Data provided Block Start

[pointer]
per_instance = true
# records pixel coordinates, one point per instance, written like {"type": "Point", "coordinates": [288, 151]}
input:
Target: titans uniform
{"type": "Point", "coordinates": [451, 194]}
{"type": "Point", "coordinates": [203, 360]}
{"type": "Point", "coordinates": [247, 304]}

Data provided Block End

__Requirement__: Write out every line of the data again, exactly as it reads.

__Written response__:
[pointer]
per_instance = true
# records pixel coordinates, one point per instance, written like {"type": "Point", "coordinates": [288, 151]}
input:
Target: titans uniform
{"type": "Point", "coordinates": [451, 194]}
{"type": "Point", "coordinates": [203, 360]}
{"type": "Point", "coordinates": [247, 304]}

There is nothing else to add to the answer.